• **The task**
Below are some records. Output the lines from the first one through the line that holds "# spot one keypoint per instance of the mouth", exactly as written, with no pictures.

Stored dataset items:
══════════════════════════════
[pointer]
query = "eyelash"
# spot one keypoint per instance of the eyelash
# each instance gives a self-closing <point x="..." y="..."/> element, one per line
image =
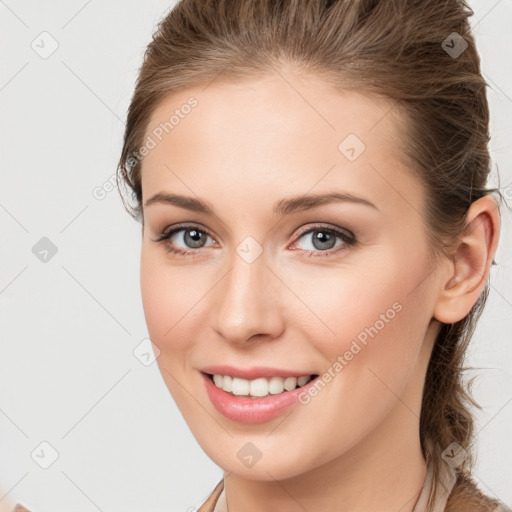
<point x="347" y="237"/>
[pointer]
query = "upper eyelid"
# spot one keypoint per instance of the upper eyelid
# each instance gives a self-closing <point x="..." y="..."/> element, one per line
<point x="167" y="233"/>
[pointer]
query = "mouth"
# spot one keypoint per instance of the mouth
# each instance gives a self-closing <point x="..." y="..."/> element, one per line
<point x="260" y="387"/>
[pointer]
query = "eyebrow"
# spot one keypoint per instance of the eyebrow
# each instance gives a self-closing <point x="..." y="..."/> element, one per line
<point x="282" y="207"/>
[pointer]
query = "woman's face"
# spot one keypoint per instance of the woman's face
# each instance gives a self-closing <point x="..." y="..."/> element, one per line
<point x="308" y="257"/>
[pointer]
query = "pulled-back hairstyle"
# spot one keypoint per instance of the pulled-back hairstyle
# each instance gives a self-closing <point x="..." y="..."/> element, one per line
<point x="396" y="49"/>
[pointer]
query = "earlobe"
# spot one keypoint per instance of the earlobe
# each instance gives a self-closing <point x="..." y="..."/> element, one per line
<point x="470" y="265"/>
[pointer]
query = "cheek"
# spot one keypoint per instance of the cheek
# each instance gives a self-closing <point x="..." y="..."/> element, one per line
<point x="168" y="296"/>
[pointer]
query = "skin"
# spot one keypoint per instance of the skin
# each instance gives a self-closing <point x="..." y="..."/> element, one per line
<point x="245" y="147"/>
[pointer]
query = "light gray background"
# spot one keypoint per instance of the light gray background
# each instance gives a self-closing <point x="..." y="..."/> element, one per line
<point x="68" y="375"/>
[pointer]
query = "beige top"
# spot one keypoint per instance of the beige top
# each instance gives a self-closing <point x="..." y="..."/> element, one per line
<point x="216" y="502"/>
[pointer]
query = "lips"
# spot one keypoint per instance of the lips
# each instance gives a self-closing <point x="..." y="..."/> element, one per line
<point x="254" y="372"/>
<point x="252" y="410"/>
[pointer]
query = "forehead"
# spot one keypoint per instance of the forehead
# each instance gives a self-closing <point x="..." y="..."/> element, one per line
<point x="279" y="131"/>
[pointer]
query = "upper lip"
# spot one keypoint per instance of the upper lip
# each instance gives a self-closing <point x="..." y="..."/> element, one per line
<point x="253" y="373"/>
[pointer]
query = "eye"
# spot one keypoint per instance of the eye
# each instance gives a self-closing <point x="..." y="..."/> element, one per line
<point x="321" y="239"/>
<point x="190" y="236"/>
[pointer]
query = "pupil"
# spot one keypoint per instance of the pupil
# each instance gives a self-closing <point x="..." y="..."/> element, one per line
<point x="193" y="238"/>
<point x="323" y="240"/>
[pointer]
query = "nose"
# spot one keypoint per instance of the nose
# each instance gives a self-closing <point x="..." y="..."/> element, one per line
<point x="248" y="302"/>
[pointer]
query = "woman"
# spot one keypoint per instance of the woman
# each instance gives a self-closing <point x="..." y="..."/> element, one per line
<point x="317" y="239"/>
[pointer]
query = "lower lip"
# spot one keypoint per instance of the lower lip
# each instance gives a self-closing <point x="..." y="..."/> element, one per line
<point x="247" y="410"/>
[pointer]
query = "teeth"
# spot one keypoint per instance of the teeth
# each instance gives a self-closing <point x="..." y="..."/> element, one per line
<point x="258" y="387"/>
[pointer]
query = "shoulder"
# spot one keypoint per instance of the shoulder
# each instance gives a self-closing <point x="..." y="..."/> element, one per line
<point x="467" y="497"/>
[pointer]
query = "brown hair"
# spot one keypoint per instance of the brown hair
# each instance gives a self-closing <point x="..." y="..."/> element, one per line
<point x="411" y="52"/>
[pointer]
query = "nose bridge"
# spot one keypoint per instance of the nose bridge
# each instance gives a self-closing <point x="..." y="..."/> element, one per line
<point x="247" y="300"/>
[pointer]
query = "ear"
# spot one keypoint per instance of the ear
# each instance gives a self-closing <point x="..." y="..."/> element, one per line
══════════════════════════════
• **Result below**
[pointer]
query = "eyelash"
# spot one keypoint per instance of the eyelash
# each instance gives a self-closing <point x="..." y="..."/> element, one per line
image =
<point x="347" y="237"/>
[pointer]
query = "upper eyelid"
# spot one keypoint per instance of the upper eyelid
# each instance gives a self-closing <point x="..." y="..."/> element, one per line
<point x="167" y="233"/>
[pointer]
query = "mouth"
# spot one keypoint per instance of the mouth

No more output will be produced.